Another possibility of producing a genetic mosaic is through fertilization of a binucleate egg (Narita et al. 2010). Binucleate eggs can occur when the second polar body is not discarded during female gametogenesis. In Drosophila and in Bombyx, double fertilization (simultaneous fertilization by two sperm cells) of a binucleate egg can produce an individual with female and male parts (with XX and XY karyotype in Drosophila and with ZW and ZZ karyotype in Bombyx, respectively). Similarly, in Apis (haplodiploid sex-determination system), the fertilization by one sperm cell of a binucleate egg can result in an individual with male (haploid) and female (diploid) body parts. When the polar body is a cell on its own, rather than a supplementary nucleus in the egg cell, the result of a double-fertilization event should be more properly termed a genetic chimera, rather than mosaic (a chimera is a multicellular individual made of cell populations originating from more than one founder cell; (Fusco and Minelli 2019). Chimeras with discordant sex karyotype have been reported in several organisms, including humans (Madan 2020).
A genetic mosaic can also result from parasite infection. A delay in the diploidization caused by the endocellular parasitic bacterium Wolbachia, occurring after the first cleavage, can produce a mix of diploid (female) and haploid (male) cells in the parasitic wasp Trichogramma (Stouthamer and Kazmer 1994).

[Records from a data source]
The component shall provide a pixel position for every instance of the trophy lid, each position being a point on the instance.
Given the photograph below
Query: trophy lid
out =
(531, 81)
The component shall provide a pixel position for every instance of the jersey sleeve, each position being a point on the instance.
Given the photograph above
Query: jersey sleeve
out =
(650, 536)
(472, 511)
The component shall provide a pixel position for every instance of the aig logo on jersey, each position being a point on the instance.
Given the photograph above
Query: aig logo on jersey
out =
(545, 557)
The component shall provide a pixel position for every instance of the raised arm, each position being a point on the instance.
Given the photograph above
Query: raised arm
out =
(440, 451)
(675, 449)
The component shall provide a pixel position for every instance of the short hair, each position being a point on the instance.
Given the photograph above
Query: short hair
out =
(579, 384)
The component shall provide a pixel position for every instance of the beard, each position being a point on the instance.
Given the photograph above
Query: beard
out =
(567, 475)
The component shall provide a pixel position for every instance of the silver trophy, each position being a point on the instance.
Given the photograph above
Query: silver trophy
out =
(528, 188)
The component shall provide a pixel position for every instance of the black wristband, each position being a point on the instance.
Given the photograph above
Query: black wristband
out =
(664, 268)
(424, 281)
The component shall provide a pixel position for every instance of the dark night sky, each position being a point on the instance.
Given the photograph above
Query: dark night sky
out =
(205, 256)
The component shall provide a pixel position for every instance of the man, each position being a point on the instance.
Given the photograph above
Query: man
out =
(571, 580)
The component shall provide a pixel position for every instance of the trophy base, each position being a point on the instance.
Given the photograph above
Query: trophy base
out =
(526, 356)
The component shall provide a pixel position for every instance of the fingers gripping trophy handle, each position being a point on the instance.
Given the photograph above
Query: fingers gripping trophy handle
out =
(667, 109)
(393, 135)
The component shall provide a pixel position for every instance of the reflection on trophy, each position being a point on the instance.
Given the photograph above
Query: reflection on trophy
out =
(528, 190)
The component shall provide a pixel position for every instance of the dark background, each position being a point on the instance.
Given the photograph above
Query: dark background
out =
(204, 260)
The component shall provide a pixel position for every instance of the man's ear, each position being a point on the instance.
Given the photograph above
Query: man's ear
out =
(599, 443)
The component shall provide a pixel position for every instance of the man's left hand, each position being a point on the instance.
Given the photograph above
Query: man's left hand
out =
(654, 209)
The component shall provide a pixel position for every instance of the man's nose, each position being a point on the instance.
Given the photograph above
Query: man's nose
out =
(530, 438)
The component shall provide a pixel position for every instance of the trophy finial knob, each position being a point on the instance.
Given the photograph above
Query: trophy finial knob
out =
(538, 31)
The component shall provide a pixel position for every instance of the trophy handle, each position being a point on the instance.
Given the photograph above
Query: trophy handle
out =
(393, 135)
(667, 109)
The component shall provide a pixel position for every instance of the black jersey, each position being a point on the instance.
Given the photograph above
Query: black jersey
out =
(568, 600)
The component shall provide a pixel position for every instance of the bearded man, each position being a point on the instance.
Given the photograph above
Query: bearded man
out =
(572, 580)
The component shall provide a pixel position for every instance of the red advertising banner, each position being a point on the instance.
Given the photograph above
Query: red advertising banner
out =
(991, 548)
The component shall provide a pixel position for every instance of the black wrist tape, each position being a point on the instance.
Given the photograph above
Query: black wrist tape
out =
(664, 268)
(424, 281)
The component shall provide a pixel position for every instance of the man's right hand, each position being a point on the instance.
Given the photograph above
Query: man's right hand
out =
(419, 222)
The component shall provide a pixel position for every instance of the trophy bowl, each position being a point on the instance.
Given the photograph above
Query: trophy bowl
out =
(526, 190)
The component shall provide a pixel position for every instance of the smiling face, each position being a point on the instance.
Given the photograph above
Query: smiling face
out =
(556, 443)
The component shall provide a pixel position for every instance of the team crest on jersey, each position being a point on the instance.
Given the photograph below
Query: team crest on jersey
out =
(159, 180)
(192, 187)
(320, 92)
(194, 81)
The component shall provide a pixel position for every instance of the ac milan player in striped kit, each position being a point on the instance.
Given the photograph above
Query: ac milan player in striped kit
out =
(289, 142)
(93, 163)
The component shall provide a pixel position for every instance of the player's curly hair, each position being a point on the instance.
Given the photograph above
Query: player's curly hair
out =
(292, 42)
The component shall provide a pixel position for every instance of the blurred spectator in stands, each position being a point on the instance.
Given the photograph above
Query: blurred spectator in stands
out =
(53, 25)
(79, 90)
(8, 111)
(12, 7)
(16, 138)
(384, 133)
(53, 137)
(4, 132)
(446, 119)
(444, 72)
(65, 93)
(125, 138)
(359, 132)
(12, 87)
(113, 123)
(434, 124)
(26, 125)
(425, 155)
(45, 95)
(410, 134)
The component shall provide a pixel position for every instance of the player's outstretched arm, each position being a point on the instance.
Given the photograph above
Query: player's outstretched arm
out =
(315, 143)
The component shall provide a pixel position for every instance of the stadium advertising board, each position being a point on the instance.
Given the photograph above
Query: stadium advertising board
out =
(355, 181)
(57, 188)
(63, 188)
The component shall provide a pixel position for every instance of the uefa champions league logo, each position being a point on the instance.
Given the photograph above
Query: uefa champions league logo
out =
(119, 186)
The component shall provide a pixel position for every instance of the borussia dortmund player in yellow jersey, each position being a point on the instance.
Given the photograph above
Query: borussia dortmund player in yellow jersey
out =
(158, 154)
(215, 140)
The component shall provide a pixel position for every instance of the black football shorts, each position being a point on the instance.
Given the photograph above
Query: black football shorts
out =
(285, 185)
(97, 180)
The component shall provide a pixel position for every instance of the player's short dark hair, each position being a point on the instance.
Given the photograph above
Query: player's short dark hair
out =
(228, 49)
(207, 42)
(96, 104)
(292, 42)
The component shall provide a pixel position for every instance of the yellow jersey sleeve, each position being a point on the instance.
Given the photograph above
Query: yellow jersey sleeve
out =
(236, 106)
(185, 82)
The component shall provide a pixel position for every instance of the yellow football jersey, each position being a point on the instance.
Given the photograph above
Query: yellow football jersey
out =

▸ **INSTRUCTIONS**
1. Based on the passage about genetic mosaics, answer yes or no to each statement, quoting the words that decide it: (a) In Apis, one sperm cell fertilizing a binucleate egg can produce an individual with both male and female body parts. (b) Binucleate eggs can occur when the first polar body is not discarded. (c) The delay in diploidization caused by Wolbachia happens before the first cleavage.
2. Return the part of the passage about genetic mosaics between "A genetic mosaic can" and "and Kazmer 1994).", inclusive, copied word for word.
These records were taken from a different source than the text.

▸ **ANSWERS TO THIS EXERCISE**
1.
(a) Yes: "in Apis (haplodiploid sex-determination system), the fertilization by one sperm cell of a binucleate egg can result in an individual with male (haploid) and female (diploid) body parts."
(b) No: "Binucleate eggs can occur when the second polar body is not discarded during female gametogenesis."
(c) No: "A delay in the diploidization caused by the endocellular parasitic bacterium Wolbachia, occurring after the first cleavage"

2.
A genetic mosaic can also result from parasite infection. A delay in the diploidization caused by the endocellular parasitic bacterium Wolbachia, occurring after the first cleavage, can produce a mix of diploid (female) and haploid (male) cells in the parasitic wasp Trichogramma (Stouthamer and Kazmer 1994).